[A run of entries]
....
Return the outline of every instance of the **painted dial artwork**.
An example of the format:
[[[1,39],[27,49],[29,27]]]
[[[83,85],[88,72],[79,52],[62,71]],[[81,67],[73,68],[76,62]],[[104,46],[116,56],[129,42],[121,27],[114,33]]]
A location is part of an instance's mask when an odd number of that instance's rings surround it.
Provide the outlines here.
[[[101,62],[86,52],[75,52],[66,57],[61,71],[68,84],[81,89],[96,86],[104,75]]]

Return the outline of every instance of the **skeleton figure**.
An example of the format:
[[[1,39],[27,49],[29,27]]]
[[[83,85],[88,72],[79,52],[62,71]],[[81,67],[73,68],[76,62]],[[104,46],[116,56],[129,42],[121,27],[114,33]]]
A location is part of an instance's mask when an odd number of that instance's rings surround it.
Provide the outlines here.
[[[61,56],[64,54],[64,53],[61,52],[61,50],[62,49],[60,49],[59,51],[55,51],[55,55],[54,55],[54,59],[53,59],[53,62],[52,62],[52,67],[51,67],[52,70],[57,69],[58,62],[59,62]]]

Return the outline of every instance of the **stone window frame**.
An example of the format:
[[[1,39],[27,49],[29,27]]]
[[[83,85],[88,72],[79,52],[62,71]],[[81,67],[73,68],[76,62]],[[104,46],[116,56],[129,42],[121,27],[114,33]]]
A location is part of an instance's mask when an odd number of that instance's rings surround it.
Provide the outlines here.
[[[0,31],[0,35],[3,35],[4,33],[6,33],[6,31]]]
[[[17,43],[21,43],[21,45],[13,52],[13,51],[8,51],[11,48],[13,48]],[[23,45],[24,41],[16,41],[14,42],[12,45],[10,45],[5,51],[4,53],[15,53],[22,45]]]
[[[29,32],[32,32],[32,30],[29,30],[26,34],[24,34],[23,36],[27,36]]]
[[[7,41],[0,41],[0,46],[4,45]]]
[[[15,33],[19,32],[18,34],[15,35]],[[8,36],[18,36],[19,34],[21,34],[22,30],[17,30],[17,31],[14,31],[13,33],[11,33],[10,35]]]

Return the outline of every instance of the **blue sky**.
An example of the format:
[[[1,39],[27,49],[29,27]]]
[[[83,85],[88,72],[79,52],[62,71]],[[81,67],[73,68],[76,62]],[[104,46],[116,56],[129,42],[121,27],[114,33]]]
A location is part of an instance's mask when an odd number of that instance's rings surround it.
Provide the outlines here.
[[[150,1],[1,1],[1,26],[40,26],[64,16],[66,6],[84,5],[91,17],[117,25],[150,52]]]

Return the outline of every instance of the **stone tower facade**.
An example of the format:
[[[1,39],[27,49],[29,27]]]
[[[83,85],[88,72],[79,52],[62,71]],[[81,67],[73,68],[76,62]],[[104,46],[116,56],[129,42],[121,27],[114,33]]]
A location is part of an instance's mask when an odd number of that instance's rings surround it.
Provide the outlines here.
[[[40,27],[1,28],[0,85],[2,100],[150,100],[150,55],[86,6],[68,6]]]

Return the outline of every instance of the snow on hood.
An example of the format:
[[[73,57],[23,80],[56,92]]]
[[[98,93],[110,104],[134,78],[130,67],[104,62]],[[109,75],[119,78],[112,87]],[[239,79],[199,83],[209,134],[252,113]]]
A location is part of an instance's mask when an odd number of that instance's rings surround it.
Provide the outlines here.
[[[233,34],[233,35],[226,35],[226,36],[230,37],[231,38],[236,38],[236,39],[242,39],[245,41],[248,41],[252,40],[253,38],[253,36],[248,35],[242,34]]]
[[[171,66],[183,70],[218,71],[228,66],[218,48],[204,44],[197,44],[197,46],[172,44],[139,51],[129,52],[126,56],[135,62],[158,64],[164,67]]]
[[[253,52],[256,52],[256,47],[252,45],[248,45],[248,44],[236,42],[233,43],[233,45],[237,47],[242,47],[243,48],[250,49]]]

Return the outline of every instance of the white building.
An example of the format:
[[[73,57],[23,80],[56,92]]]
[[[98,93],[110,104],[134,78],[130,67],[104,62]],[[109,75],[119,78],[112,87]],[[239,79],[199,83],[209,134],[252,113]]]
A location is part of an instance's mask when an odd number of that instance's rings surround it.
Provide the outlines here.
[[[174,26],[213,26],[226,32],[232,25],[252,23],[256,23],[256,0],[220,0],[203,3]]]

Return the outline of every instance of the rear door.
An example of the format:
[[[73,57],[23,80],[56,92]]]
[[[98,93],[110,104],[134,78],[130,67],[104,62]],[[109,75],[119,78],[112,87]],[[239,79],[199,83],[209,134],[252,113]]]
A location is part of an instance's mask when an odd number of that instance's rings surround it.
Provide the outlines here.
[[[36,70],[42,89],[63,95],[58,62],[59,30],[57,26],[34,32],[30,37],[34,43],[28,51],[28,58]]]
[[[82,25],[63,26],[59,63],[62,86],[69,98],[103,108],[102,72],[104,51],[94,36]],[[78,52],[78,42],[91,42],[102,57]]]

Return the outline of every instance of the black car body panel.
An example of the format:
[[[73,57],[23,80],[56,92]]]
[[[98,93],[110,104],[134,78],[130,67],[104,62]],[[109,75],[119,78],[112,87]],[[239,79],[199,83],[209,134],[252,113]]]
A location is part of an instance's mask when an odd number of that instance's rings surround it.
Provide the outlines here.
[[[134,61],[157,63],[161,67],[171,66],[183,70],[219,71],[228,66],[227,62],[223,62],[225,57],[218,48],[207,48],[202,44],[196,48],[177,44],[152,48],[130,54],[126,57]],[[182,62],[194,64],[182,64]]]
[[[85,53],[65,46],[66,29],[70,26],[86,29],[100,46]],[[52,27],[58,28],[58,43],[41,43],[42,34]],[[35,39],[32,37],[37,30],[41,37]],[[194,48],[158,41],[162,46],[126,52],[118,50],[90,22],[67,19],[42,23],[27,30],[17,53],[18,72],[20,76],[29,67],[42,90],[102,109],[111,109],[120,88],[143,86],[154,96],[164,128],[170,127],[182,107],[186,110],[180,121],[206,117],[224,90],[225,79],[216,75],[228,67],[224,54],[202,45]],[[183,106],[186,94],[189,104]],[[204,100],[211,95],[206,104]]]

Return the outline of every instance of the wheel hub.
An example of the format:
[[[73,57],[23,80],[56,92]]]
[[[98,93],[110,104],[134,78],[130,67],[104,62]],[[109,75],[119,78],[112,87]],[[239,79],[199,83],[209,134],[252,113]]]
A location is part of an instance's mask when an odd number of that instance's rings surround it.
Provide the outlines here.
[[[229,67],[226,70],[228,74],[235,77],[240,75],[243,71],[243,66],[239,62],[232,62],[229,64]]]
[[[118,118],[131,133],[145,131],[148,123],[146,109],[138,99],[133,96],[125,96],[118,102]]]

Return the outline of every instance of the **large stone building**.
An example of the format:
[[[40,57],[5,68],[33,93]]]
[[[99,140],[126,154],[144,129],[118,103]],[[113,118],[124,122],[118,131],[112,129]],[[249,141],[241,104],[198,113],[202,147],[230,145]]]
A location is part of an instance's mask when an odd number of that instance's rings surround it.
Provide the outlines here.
....
# [EXERCISE REQUIREMENTS]
Reproduce all of the entries above verbatim, line for line.

# [EXERCISE RESULT]
Return the outline of every instance of the **painted dial artwork**.
An example of the format:
[[[1,39],[27,49],[29,27]]]
[[[83,85],[88,72],[79,52],[62,71]],[[81,67],[73,68],[76,62]],[[104,46],[116,56],[129,42],[121,27],[114,33]]]
A location is part of an instance's mask when an odd number of that instance's rings surround it.
Provide the outlines here.
[[[101,62],[86,52],[75,52],[66,57],[61,71],[68,84],[81,89],[96,86],[104,75]]]

Return the outline of every instance of the **skeleton figure**.
An example of the format:
[[[1,39],[27,49],[29,27]]]
[[[83,85],[88,72],[79,52],[62,71]],[[81,67],[73,68],[76,62]],[[104,46],[116,56],[129,42],[121,27],[114,33]]]
A location is part of an instance's mask when an odd number of that instance's rings surround it.
Provide the outlines here.
[[[61,56],[64,54],[64,53],[61,52],[61,50],[62,49],[60,49],[59,51],[55,51],[55,55],[54,55],[54,59],[53,59],[53,62],[52,62],[52,67],[51,67],[52,70],[57,69],[58,62],[59,62]]]

Return the outline of every instance of the **stone window frame**.
An example of the format:
[[[1,39],[27,49],[29,27]]]
[[[83,85],[88,72],[79,52],[62,71]],[[81,67],[73,68],[76,62]],[[104,46],[116,56],[129,42],[121,27],[114,33]]]
A location is part of an instance's mask when an odd number of that instance's rings surround it.
Provide the outlines here.
[[[0,31],[0,35],[3,35],[4,33],[6,33],[6,31]]]
[[[17,43],[21,43],[21,45],[13,52],[13,51],[8,51],[11,48],[13,48]],[[23,45],[24,41],[16,41],[14,42],[12,45],[10,45],[5,51],[4,53],[15,53],[22,45]]]
[[[29,32],[32,32],[32,30],[29,30],[26,34],[24,34],[23,36],[27,36]]]
[[[7,41],[0,41],[0,46],[4,45]]]
[[[15,33],[19,32],[18,34],[15,35]],[[8,36],[18,36],[19,34],[21,34],[22,30],[17,30],[17,31],[14,31],[13,33],[11,33],[10,35]]]

Return the outline of every instance of the **blue sky**.
An example of the format:
[[[1,39],[27,49],[29,27]]]
[[[83,85],[88,72],[79,52],[62,71]],[[81,67],[73,68],[76,62]],[[104,46],[116,56],[129,42],[121,27],[114,33]]]
A location is part of an instance's mask when an odd number of that instance's rings surround it.
Provide the outlines here.
[[[150,1],[1,1],[1,26],[40,26],[64,16],[66,6],[84,5],[91,17],[117,25],[150,52]]]

Return the outline of every instance of the **stone tower facade**.
An example of the format:
[[[1,39],[27,49],[29,27]]]
[[[83,85],[88,72],[79,52],[62,71]],[[81,67],[73,68],[76,62]],[[104,46],[116,56],[129,42],[121,27],[114,33]]]
A location is part of an instance's mask when an odd number of that instance's rings surround it.
Provide the outlines here.
[[[40,27],[1,28],[0,85],[2,100],[150,100],[150,55],[86,6],[68,6]]]

Return the outline of every instance of the snow on hood.
An example of the format:
[[[73,57],[23,80],[56,92]]]
[[[98,93],[110,104],[134,78],[130,67],[104,62]],[[109,75],[119,78],[112,87]],[[239,79],[199,83],[209,134],[252,113]]]
A location is part of an instance's mask when an odd number of that instance's rings surround it.
Provide the outlines here.
[[[233,34],[233,35],[226,35],[226,36],[230,37],[231,38],[236,38],[236,39],[242,39],[245,41],[248,41],[252,40],[253,38],[253,36],[248,35],[242,34]]]
[[[171,66],[183,70],[218,71],[228,66],[218,48],[204,44],[197,44],[197,46],[172,44],[139,51],[129,52],[126,56],[135,62],[158,64],[164,67]]]
[[[253,52],[256,52],[256,47],[252,45],[248,45],[248,44],[236,42],[233,43],[233,45],[237,47],[242,47],[243,48],[250,49]]]

Return the outline of every instance of the white building.
An example of the format:
[[[73,57],[23,80],[56,92]]]
[[[98,93],[110,104],[134,78],[130,67],[104,62]],[[109,75],[119,78],[112,87]],[[239,79],[199,83],[209,134],[252,113]]]
A location is part of an instance's mask when an odd number of that instance's rings surround it.
Provide the outlines here.
[[[174,26],[213,26],[226,32],[232,25],[252,23],[256,23],[256,0],[220,0],[203,3]]]

Return the outline of every instance of the rear door.
An example of the format:
[[[73,57],[23,80],[56,92]]]
[[[98,93],[110,104],[134,78],[130,67],[104,62]],[[109,75],[119,78],[112,87]],[[239,79],[199,83],[209,134],[252,113]]]
A location is part of an instance's mask when an odd number of that instance's rings surround it.
Provide the outlines here.
[[[36,70],[42,89],[63,95],[58,62],[59,30],[57,26],[34,32],[30,37],[34,43],[28,51],[28,58]]]
[[[82,25],[63,26],[59,63],[62,86],[69,98],[103,108],[102,72],[104,51],[94,36]],[[78,52],[78,42],[91,42],[102,57]]]

Return the outline of every instance of the black car body panel.
An example of the format:
[[[73,57],[23,80],[56,92]]]
[[[98,93],[110,104],[134,78],[130,67],[104,62]],[[109,75],[119,78],[112,87]],[[239,79],[199,83],[209,134],[252,113]]]
A location is part of an instance's mask when an odd number of that instance's rings surround it.
Provide the outlines here.
[[[134,61],[157,63],[161,67],[171,66],[183,70],[219,71],[228,66],[227,62],[223,62],[225,57],[218,48],[207,48],[202,44],[196,48],[177,44],[152,48],[130,54],[126,57]],[[182,62],[194,64],[182,64]]]
[[[85,53],[65,46],[66,29],[70,26],[86,29],[100,46]],[[52,27],[58,28],[58,43],[41,43],[42,34]],[[35,39],[32,37],[37,30],[41,37]],[[194,48],[158,41],[162,46],[126,52],[118,50],[90,22],[67,19],[42,23],[27,30],[17,53],[18,72],[20,76],[29,67],[42,90],[102,109],[111,109],[120,88],[143,86],[154,96],[164,128],[170,127],[182,107],[186,110],[180,121],[206,117],[224,90],[225,79],[216,75],[228,67],[224,54],[202,45]],[[183,106],[186,94],[189,104]],[[204,100],[211,95],[206,104]]]

Return the outline of every instance of the wheel hub.
An example of the format:
[[[73,57],[23,80],[56,92]]]
[[[98,93],[110,104],[134,78],[130,67],[104,62]],[[109,75],[119,78],[112,87]],[[239,79],[199,83],[209,134],[252,113]]]
A location is part of an instance's mask when an odd number of that instance's rings surround it.
Provide the outlines here.
[[[229,67],[226,70],[228,74],[235,77],[240,75],[243,71],[243,66],[239,62],[232,62],[229,64]]]
[[[118,118],[131,133],[145,131],[148,123],[146,109],[138,99],[133,96],[125,96],[118,102]]]

Return the outline of every instance of the **large stone building**.
An example of the format:
[[[40,57],[5,68],[33,93]]]
[[[99,140],[126,154],[144,129],[118,103]],[[113,118],[124,122],[118,131],[112,129]],[[249,141],[241,104],[198,113],[202,147],[230,145]]]
A location is part of an instance's mask when an odd number of that instance's rings surround it.
Provide the outlines here.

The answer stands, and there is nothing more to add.